What is expected. Print, exactly and completely, every entry in the data.

Record set.
'''

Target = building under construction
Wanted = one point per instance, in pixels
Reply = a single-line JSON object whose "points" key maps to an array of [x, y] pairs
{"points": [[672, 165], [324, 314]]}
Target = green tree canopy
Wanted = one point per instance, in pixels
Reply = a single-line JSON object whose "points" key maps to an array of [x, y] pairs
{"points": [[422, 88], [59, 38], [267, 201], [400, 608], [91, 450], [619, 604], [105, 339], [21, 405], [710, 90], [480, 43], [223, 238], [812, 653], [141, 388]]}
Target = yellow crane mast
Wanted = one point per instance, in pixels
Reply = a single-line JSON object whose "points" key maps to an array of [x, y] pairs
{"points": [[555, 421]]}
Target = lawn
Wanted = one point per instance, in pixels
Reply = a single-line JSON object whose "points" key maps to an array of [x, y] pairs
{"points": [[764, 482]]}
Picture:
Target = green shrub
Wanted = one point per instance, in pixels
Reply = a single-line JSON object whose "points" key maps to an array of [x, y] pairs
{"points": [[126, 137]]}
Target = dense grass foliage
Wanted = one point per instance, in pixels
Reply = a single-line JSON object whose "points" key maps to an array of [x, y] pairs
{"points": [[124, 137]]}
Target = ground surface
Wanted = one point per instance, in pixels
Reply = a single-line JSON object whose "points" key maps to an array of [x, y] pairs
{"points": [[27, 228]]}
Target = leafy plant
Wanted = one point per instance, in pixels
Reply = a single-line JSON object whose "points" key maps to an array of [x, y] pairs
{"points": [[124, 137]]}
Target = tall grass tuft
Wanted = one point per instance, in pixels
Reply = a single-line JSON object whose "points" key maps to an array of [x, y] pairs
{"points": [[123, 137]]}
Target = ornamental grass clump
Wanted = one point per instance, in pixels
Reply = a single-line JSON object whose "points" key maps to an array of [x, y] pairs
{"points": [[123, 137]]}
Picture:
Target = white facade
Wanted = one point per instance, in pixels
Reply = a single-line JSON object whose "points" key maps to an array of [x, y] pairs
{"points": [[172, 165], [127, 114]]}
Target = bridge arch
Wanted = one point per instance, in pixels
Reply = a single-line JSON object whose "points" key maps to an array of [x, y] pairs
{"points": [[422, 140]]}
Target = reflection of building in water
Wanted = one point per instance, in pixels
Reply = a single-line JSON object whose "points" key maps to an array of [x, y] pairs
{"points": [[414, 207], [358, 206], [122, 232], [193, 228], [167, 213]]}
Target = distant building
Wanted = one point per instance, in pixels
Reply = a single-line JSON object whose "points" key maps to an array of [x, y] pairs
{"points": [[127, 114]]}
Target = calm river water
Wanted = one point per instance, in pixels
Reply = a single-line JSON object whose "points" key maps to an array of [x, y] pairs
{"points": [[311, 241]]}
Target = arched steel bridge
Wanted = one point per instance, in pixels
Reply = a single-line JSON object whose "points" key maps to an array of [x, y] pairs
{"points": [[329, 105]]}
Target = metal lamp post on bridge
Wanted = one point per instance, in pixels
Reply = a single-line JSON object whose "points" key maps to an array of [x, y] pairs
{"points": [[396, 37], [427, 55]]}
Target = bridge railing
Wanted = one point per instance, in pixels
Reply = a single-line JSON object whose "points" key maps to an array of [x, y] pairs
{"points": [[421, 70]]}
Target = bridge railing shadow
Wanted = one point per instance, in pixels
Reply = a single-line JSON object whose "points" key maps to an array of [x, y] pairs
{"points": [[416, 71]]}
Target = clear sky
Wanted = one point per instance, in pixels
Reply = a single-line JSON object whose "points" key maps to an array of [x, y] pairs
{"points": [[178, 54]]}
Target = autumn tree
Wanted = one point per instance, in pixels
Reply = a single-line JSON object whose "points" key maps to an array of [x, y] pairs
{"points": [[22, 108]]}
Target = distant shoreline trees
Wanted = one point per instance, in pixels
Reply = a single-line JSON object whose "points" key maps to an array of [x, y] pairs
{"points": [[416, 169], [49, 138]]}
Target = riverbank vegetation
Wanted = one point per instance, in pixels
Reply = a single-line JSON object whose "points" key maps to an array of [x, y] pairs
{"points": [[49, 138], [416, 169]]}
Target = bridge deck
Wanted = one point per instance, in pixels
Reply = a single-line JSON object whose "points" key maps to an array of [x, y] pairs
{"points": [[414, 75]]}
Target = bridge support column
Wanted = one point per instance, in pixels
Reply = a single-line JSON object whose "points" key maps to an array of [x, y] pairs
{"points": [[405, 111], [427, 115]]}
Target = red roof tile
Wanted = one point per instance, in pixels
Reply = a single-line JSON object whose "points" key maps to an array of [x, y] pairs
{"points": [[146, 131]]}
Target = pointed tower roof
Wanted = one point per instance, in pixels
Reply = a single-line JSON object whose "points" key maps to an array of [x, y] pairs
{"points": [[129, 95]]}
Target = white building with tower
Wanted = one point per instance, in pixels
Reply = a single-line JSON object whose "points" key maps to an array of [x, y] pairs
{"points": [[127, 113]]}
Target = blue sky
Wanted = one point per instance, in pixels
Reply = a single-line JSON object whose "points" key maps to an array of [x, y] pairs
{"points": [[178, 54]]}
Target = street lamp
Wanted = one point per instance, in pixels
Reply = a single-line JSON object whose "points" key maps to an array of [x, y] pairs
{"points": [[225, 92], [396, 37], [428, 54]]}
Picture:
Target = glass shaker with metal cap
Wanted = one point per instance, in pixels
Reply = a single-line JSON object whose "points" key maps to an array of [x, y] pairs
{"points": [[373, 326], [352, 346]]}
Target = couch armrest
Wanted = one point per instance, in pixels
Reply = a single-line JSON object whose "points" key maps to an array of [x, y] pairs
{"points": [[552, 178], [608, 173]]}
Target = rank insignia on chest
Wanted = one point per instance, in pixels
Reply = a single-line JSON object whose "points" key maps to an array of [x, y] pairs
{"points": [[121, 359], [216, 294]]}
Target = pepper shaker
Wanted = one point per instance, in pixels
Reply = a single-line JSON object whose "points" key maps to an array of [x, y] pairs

'''

Output of the exercise.
Target = building under construction
Wanted = one point per instance, in pixels
Reply = a single-line JSON object whose "points" key maps to an array of [x, y] pairs
{"points": [[672, 165], [324, 314]]}
Target = green tree canopy
Wanted = one point per instance, in pixels
Reply = a single-line JSON object whose "points" key maps to an array of [x, y] pairs
{"points": [[422, 88], [59, 38], [267, 201], [400, 608], [91, 450], [619, 604], [105, 339], [21, 405], [710, 90], [480, 43], [223, 238], [812, 653], [141, 388]]}
Target = yellow crane mast
Wanted = one point per instance, in pixels
Reply = a single-line JSON object whose "points" key maps to an array of [x, y] pairs
{"points": [[555, 421]]}
Target = lawn
Wanted = one point per instance, in pixels
Reply = a single-line JSON object whose "points" key maps to an array of [x, y] pairs
{"points": [[764, 482]]}
Picture:
Target = green shrub
Wanted = one point per instance, in pixels
Reply = a single-line JSON object whose "points" key maps to an array of [x, y] pairs
{"points": [[126, 137]]}
Target = dense grass foliage
Wanted = one point per instance, in pixels
Reply = a single-line JSON object whose "points" key maps to an array of [x, y] pairs
{"points": [[124, 137]]}
Target = ground surface
Wanted = one point per instance, in pixels
Reply = a single-line JSON object whose "points" key maps to an array of [x, y] pairs
{"points": [[27, 228]]}
Target = leafy plant
Wanted = one point per instance, in pixels
Reply = a single-line JSON object whose "points" key maps to an array of [x, y] pairs
{"points": [[124, 137]]}
Target = tall grass tuft
Wanted = one point per instance, in pixels
Reply = a single-line JSON object whose "points" key maps to an array of [x, y] pairs
{"points": [[123, 137]]}
Target = ornamental grass clump
Wanted = one point per instance, in pixels
Reply = a single-line JSON object whose "points" key maps to an array of [x, y] pairs
{"points": [[123, 137]]}
Picture:
Target = white facade
Wanted = one point per instance, in pixels
Reply = a single-line JSON object whose "points" key maps to an array of [x, y] pairs
{"points": [[172, 165], [127, 114]]}
Target = bridge arch
Wanted = one point per instance, in pixels
Reply = a single-line JSON object whose "points" key maps to an array of [x, y] pairs
{"points": [[422, 140]]}
Target = reflection of building in water
Wanted = one point per instance, in pixels
Reply = a single-line JSON object whose "points" key maps to an array of [x, y] pairs
{"points": [[414, 207], [358, 206], [122, 232], [193, 228], [167, 213]]}
Target = distant building
Wanted = one point per instance, in pixels
Reply = a single-line JSON object whose "points" key maps to an array of [x, y] pairs
{"points": [[127, 114]]}
Target = calm river water
Wanted = one point per instance, in pixels
Reply = a single-line JSON object whose "points" key maps to an array of [x, y] pairs
{"points": [[311, 241]]}
Target = arched steel bridge
Wanted = one point per instance, in pixels
Reply = a single-line JSON object whose "points" key maps to an array of [x, y] pairs
{"points": [[329, 105]]}
Target = metal lamp post on bridge
Wanted = one point per instance, in pixels
Reply = a single-line JSON object whose "points" key maps to an array of [x, y] pairs
{"points": [[396, 37], [427, 55]]}
Target = bridge railing
Wanted = one point per instance, in pixels
Reply = a single-line JSON object whose "points" key maps to an array of [x, y] pairs
{"points": [[421, 70]]}
Target = bridge railing shadow
Wanted = one point per instance, in pixels
Reply = a single-line JSON object whose "points" key maps to an array of [x, y] pairs
{"points": [[416, 71]]}
Target = clear sky
Wanted = one point per instance, in pixels
Reply = a single-line JSON object whose "points" key maps to an array of [x, y] pairs
{"points": [[178, 54]]}
Target = autumn tree
Wanted = one point per instance, in pixels
Reply = a single-line JSON object whose "points" key maps to an array of [x, y] pairs
{"points": [[22, 108]]}
Target = distant shoreline trees
Wanted = one point per instance, in pixels
Reply = a single-line JSON object whose "points" key maps to an array of [x, y] pairs
{"points": [[416, 169], [49, 138]]}
Target = riverbank vegetation
Wanted = one point per instance, in pixels
Reply = a single-line JSON object whose "points" key maps to an array of [x, y] pairs
{"points": [[49, 138], [416, 169]]}
Target = bridge deck
Wanted = one point per instance, in pixels
Reply = a single-line JSON object whose "points" key maps to an array of [x, y] pairs
{"points": [[414, 75]]}
Target = bridge support column
Wanted = one point per instance, in pixels
Reply = a single-line JSON object whose "points" key maps to an array of [x, y] pairs
{"points": [[405, 111], [427, 115]]}
Target = red roof tile
Wanted = one point per instance, in pixels
Reply = a single-line JSON object whose "points" key maps to an array of [x, y] pairs
{"points": [[146, 131]]}
Target = pointed tower roof
Wanted = one point per instance, in pixels
Reply = a single-line JSON object whose "points" key maps to an array of [x, y] pairs
{"points": [[129, 95]]}
Target = white building with tower
Wanted = one point per instance, in pixels
Reply = a single-line JSON object whose "points" key maps to an array of [x, y] pairs
{"points": [[127, 113]]}
Target = blue sky
Wanted = one point per instance, in pixels
Reply = a single-line JSON object whose "points" key maps to an array of [x, y] pairs
{"points": [[178, 54]]}
Target = street lamp
Wanted = one point per instance, in pixels
Reply = a single-line JSON object whose "points" key maps to an array of [x, y] pairs
{"points": [[225, 92], [396, 37], [428, 54]]}
Picture:
Target = glass shaker with metal cap
Wanted = one point per instance, in pixels
Reply = a single-line JSON object whose "points" key maps to an array of [x, y] pairs
{"points": [[373, 326], [352, 346]]}
Target = couch armrest
Wanted = one point per instance, in pixels
Reply = a single-line JSON object whose "points" key maps to an array of [x, y] pairs
{"points": [[552, 178], [608, 173]]}
Target = rank insignia on chest
Wanted = one point per instance, in pixels
Reply = a single-line JSON object whose "points" key maps to an array of [x, y] pairs
{"points": [[121, 359], [216, 294]]}
Target = pepper shaker
Wanted = one point per instance, in pixels
Reply = a single-line JSON object whose "points" key maps to an array of [x, y] pairs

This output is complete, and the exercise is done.